Task details
I need only the number of lines in this data that contain the string "pixel".

Records shown
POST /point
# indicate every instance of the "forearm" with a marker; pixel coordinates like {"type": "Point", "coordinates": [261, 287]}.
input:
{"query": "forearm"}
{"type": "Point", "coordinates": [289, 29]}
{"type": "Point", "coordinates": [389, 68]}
--
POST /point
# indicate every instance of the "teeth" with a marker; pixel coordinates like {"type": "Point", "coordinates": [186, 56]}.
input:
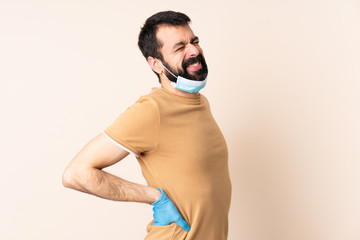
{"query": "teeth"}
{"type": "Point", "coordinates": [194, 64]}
--
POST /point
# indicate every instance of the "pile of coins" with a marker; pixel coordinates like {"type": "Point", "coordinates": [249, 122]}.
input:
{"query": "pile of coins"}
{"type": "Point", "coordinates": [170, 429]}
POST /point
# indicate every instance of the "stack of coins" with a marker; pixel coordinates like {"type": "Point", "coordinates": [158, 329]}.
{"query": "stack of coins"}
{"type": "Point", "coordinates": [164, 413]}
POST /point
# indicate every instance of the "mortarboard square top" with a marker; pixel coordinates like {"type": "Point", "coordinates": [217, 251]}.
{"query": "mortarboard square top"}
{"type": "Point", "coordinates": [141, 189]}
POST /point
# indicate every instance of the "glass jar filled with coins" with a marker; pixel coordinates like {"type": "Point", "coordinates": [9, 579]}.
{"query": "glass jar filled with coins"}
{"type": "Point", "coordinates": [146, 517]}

Written response
6